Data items
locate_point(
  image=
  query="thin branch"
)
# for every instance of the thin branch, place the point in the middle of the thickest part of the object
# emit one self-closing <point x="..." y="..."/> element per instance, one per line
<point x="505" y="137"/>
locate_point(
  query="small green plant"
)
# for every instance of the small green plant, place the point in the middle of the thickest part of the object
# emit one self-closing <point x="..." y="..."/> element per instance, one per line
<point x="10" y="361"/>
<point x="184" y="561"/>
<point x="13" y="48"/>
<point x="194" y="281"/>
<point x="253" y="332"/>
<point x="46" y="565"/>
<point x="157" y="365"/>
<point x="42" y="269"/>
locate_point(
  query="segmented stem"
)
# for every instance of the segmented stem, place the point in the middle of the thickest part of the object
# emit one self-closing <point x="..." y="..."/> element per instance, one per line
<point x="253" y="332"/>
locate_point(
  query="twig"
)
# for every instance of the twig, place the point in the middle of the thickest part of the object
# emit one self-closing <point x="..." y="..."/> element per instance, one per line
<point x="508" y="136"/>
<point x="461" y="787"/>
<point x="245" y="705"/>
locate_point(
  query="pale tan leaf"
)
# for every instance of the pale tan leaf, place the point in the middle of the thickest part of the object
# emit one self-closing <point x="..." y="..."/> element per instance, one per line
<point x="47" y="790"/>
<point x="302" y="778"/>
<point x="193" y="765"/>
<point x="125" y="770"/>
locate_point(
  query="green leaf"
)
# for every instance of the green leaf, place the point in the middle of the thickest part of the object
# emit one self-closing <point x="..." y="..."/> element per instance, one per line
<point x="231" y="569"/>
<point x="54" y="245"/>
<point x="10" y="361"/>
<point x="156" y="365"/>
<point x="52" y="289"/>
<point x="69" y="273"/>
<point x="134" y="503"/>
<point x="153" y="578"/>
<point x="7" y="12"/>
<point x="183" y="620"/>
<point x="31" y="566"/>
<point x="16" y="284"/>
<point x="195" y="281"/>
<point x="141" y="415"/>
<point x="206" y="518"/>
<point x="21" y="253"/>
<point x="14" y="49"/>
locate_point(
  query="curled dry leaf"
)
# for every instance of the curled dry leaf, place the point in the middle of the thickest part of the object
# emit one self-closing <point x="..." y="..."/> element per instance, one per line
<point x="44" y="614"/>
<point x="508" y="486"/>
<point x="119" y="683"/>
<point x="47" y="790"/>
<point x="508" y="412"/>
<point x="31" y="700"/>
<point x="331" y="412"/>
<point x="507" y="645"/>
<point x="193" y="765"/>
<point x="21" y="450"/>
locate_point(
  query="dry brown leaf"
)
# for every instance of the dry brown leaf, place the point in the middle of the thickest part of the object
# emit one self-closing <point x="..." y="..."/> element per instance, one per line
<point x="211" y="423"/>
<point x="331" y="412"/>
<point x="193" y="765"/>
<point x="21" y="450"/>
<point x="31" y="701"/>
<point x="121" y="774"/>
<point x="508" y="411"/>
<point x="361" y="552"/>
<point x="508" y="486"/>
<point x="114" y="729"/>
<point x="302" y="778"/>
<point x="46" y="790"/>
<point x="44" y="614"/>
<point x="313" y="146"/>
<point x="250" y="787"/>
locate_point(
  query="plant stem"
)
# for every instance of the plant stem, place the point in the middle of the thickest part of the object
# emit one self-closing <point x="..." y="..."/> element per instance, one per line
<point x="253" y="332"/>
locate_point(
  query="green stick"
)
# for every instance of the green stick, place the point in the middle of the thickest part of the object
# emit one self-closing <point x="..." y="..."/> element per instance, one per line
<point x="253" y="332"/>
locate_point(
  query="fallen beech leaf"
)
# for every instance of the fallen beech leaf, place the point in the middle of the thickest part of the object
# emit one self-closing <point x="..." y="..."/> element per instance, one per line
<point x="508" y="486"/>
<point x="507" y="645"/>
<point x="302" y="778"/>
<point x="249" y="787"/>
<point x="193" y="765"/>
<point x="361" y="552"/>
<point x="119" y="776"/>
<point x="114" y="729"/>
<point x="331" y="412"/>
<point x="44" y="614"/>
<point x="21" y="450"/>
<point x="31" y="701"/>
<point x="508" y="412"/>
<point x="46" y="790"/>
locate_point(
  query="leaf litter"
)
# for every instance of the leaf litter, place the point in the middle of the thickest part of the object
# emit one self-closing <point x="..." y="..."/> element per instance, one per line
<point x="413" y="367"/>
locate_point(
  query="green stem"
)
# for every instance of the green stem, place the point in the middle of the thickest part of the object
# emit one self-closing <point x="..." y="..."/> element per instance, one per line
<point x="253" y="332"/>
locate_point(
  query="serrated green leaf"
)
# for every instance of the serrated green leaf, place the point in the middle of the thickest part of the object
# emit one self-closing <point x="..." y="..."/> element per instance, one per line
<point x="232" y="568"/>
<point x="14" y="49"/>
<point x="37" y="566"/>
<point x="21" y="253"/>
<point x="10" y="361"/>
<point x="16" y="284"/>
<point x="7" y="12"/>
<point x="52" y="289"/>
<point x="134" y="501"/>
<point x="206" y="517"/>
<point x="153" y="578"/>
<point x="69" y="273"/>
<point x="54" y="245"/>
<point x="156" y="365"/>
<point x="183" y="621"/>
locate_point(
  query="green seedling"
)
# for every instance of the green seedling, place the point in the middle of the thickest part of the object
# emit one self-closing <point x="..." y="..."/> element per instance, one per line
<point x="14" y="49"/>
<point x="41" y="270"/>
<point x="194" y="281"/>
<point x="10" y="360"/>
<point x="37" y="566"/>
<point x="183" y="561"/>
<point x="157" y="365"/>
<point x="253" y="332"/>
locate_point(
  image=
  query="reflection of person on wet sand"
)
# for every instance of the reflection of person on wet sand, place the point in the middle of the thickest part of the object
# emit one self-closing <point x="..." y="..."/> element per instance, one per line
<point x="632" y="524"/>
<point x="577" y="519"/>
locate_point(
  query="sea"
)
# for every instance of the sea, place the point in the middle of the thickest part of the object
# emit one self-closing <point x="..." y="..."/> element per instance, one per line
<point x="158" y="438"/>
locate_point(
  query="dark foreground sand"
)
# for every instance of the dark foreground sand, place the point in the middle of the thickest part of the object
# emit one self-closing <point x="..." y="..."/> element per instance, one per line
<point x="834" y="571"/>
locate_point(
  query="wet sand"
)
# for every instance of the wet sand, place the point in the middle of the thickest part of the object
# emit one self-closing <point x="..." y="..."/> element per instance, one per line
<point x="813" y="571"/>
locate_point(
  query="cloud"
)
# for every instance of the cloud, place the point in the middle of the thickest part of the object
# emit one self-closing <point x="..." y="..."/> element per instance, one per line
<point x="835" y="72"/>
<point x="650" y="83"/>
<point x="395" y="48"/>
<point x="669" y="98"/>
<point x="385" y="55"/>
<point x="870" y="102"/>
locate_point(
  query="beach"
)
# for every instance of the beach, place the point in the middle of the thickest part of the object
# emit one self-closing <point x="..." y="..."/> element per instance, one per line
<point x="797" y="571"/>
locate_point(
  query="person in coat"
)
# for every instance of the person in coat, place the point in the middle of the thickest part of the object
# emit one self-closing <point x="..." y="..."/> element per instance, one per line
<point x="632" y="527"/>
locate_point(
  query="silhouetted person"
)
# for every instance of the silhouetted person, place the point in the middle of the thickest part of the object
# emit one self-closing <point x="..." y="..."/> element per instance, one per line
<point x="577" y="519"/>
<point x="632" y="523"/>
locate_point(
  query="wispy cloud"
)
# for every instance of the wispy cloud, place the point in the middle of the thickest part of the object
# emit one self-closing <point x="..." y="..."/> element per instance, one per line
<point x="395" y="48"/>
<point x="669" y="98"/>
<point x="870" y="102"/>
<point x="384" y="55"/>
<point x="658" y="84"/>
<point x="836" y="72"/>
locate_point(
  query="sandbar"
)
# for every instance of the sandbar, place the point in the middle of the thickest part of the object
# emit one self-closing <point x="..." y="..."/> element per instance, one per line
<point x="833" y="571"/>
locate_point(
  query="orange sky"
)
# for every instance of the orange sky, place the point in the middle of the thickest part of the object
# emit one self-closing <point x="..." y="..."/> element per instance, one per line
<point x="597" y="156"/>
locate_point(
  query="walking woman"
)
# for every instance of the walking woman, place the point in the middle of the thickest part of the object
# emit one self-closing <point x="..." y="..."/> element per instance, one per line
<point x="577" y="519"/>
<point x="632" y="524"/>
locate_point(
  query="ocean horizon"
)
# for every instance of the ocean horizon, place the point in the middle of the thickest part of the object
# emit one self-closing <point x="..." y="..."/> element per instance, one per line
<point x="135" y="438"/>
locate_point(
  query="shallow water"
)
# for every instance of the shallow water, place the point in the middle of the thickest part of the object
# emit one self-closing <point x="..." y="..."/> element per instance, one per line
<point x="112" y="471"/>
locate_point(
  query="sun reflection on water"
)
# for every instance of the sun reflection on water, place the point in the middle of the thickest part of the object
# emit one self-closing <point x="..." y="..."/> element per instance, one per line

*What needs to be done:* Please report every line among the entries that includes "person".

*Finished exercise:*
  query="reflection of person on wet sand"
# for every instance of the reflection of person on wet sand, place the point in the middle of the thickest part of the object
  query="person in coat"
# for every instance of the person in coat, place the point in the middle of the thickest part of the object
  query="silhouetted person"
# for every instance of the silhouetted person, place the point in the middle of the thickest part of the object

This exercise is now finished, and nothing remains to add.